* WRITTEN TASK
In the records, rewrite the part that opens with the line containing "pixel 284 44." and closes with the line containing "pixel 86 225", putting "steel guardrail" in place of "metal guardrail" and leaving everything else unchanged. Return only those lines.

##### MATERIAL TO PROCESS #####

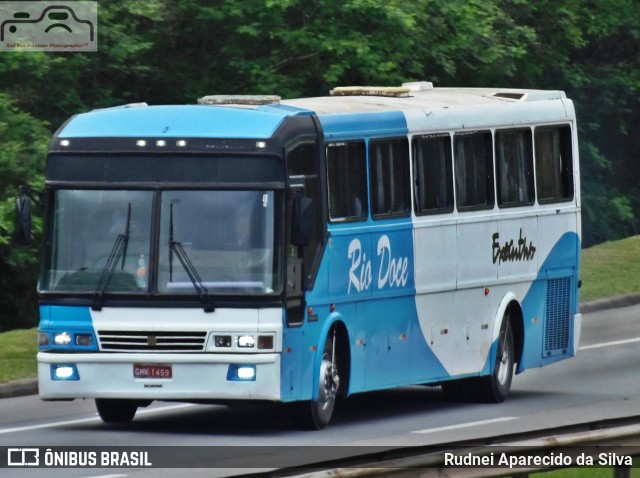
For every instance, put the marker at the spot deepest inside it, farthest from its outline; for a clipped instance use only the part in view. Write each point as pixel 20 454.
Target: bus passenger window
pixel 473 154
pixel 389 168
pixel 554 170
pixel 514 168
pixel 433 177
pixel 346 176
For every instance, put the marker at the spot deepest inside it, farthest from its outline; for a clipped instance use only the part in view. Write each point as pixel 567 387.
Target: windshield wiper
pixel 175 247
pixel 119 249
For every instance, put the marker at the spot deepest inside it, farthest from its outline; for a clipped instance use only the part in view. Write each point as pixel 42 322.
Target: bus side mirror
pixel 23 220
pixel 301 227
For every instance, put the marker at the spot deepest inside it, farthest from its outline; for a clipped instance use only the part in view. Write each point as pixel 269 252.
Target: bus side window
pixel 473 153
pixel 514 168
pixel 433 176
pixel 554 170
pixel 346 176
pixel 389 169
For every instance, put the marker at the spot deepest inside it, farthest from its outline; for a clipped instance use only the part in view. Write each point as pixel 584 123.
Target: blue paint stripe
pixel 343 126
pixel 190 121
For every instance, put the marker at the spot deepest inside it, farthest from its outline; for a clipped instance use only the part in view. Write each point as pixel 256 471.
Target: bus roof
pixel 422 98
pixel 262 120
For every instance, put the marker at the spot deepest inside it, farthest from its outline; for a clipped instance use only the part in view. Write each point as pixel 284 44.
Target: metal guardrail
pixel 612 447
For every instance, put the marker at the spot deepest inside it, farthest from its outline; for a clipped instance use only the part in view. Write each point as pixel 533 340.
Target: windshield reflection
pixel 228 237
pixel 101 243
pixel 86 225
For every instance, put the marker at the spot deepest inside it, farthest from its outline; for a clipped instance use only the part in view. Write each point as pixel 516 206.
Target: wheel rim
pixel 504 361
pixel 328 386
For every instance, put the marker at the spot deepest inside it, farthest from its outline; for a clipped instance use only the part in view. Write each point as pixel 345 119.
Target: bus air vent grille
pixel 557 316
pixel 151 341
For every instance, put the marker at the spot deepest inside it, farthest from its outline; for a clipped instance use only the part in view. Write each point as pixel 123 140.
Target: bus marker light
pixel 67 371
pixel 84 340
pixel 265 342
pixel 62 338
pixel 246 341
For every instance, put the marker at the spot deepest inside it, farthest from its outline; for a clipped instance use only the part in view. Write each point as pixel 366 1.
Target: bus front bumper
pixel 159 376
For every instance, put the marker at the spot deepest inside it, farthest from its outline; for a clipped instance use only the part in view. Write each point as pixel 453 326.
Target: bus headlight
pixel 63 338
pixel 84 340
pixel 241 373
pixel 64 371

#####
##### MATERIAL TO PROCESS #####

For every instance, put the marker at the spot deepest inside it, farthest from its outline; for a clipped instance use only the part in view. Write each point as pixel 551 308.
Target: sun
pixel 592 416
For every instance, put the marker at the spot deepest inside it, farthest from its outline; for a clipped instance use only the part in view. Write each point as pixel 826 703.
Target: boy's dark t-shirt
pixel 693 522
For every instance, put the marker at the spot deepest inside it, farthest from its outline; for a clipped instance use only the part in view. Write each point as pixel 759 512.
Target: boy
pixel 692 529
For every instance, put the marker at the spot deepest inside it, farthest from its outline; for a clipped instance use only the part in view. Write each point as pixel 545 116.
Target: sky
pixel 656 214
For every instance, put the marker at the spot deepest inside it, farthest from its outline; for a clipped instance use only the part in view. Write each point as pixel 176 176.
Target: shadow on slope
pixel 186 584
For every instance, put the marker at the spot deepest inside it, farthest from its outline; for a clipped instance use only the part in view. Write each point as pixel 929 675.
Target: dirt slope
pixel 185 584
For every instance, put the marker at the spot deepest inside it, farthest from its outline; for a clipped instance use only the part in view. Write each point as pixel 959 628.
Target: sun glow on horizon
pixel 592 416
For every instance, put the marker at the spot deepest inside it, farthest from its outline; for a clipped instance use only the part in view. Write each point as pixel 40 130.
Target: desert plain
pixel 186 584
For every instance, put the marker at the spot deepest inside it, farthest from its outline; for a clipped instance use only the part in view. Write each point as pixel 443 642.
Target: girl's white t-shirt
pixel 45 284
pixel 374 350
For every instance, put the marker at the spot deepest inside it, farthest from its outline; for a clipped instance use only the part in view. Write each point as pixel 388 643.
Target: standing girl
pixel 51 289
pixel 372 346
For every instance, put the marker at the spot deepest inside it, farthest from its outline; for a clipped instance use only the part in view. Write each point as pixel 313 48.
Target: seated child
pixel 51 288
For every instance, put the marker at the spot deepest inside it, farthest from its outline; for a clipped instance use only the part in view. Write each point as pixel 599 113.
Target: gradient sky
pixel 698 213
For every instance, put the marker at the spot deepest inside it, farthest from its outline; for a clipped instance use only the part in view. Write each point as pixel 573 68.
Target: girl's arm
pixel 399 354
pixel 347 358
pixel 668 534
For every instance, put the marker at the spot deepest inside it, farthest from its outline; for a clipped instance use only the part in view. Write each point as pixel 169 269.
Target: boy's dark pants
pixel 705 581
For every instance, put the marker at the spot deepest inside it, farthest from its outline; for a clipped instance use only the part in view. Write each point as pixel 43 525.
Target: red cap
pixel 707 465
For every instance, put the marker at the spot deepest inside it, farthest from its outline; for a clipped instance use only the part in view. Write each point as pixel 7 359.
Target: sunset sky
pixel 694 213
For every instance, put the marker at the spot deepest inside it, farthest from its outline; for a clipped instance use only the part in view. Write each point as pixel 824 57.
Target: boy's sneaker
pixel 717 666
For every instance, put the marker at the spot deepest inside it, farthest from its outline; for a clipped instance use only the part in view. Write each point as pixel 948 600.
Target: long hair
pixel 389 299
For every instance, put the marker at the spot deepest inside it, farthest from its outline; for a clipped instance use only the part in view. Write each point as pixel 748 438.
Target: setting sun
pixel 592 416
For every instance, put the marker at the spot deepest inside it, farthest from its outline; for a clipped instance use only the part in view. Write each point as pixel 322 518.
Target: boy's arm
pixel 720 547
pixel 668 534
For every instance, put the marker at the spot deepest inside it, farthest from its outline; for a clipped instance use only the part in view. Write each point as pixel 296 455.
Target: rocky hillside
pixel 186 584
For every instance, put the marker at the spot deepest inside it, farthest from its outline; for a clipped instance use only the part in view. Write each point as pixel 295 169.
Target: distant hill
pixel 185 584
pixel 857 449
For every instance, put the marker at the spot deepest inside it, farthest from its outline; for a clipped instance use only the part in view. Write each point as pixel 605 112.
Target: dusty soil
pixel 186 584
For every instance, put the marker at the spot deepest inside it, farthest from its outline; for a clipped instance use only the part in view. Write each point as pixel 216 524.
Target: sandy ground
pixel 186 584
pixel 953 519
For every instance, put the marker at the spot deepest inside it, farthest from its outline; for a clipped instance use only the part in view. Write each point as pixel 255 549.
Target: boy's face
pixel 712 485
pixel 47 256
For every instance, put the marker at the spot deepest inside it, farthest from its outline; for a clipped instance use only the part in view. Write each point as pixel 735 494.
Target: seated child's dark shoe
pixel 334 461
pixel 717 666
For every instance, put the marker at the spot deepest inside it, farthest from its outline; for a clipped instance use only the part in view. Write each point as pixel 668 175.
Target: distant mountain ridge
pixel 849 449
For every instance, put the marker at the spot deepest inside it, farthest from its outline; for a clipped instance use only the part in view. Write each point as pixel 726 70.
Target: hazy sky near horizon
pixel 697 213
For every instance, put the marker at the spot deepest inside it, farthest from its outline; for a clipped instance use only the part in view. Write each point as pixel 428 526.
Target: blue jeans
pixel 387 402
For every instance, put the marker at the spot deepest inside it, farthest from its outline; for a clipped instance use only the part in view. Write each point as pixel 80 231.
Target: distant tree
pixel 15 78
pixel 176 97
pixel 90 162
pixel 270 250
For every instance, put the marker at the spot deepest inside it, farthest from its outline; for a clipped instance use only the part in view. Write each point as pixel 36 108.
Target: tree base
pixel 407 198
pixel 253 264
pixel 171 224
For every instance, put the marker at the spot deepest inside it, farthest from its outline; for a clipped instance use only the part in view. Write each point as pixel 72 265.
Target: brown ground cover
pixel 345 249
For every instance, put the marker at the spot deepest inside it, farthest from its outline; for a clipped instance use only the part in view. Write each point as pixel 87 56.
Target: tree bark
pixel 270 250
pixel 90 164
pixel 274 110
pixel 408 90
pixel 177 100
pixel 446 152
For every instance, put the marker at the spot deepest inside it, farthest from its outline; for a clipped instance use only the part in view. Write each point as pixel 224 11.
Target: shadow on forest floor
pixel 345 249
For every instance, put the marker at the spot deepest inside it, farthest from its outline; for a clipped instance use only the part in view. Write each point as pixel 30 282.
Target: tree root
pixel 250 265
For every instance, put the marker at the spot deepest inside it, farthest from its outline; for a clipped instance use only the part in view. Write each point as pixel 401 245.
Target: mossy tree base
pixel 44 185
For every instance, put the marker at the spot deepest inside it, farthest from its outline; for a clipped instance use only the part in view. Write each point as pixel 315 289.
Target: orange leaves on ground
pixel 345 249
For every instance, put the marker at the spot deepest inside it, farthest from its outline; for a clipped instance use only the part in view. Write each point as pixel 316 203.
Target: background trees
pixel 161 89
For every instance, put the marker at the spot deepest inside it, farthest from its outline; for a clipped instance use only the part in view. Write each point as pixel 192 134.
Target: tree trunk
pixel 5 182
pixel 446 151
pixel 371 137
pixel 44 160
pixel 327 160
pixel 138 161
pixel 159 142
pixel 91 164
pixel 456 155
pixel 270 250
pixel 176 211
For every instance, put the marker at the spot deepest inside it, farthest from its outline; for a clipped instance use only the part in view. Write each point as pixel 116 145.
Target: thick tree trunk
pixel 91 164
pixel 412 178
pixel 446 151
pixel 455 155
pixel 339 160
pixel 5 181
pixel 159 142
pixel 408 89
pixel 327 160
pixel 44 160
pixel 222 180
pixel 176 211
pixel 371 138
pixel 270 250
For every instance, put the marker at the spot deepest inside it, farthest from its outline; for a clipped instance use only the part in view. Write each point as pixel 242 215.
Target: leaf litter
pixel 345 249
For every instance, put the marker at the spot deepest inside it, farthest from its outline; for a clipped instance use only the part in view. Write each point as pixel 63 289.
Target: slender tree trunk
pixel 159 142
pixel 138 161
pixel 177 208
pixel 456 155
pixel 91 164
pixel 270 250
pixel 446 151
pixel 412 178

#####
##### MATERIAL TO PROCESS #####

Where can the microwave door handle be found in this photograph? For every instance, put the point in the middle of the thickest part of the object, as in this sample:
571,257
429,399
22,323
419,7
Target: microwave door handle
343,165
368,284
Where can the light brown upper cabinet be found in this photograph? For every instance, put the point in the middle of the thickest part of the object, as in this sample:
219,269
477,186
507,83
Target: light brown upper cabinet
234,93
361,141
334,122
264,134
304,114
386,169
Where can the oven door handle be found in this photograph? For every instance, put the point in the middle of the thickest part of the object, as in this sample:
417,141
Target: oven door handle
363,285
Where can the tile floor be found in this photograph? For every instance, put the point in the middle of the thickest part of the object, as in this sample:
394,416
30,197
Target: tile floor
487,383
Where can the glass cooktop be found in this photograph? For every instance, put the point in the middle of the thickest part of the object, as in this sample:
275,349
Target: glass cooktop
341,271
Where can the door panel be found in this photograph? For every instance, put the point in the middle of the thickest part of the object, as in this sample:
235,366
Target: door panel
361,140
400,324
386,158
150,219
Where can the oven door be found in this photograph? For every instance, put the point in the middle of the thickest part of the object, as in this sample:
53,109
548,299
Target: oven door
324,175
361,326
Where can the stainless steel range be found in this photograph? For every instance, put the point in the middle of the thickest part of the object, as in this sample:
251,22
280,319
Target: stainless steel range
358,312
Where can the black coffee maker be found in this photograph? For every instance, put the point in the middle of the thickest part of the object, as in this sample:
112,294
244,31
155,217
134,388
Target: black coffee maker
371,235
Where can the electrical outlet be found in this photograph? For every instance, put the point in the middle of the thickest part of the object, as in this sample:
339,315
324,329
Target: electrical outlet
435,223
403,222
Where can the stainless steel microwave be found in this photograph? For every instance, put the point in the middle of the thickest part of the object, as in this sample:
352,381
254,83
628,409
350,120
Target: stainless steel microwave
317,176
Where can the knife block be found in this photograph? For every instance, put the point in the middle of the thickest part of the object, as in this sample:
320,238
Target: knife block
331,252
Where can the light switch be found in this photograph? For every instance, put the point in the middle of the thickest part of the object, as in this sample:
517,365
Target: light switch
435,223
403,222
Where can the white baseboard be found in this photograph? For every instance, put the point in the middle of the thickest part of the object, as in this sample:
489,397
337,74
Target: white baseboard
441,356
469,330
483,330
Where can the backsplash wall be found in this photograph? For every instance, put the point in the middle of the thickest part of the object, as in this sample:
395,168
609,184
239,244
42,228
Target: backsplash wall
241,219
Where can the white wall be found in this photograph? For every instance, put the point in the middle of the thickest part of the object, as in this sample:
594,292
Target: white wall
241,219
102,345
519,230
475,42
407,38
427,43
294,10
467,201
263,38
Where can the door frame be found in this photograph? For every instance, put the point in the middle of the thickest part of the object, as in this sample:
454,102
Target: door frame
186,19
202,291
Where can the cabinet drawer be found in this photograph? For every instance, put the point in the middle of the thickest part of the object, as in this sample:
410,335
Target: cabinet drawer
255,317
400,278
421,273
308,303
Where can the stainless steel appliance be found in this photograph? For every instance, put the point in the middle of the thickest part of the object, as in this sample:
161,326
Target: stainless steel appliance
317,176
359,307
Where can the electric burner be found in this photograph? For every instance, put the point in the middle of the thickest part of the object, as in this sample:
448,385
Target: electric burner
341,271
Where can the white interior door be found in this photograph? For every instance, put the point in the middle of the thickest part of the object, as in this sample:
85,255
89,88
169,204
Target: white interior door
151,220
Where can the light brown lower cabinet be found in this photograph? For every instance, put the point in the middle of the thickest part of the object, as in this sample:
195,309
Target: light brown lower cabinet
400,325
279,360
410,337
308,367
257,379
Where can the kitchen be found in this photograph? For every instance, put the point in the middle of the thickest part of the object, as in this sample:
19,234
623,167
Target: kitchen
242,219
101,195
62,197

#####

* SOLUTION FOR THIS EXERCISE
For every instance, put the marker at the spot deepest inside it, farthest from its outline; for a clipped instance use only the part in view. Write each point as pixel 284 44.
Target: steel guardrail
pixel 612 447
For every instance, put the marker at the spot deepest inside it, farthest from its outline; for a clipped instance use only the part in view. Write each point as pixel 533 340.
Target: windshield reflection
pixel 228 237
pixel 101 243
pixel 86 225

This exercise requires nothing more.